─── AVAILABLE DATA
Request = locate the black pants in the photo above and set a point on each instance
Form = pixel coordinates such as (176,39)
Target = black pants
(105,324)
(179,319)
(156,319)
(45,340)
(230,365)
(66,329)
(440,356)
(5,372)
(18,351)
──────
*WHAT TO PRODUCE*
Give all of the entries again, exactly.

*TASK OUTPUT*
Request = locate the black pants in the photo above and set a point on each instance
Form = pixel coordinates such as (176,39)
Target = black pants
(105,324)
(179,319)
(156,319)
(45,340)
(230,365)
(66,329)
(440,356)
(5,372)
(18,351)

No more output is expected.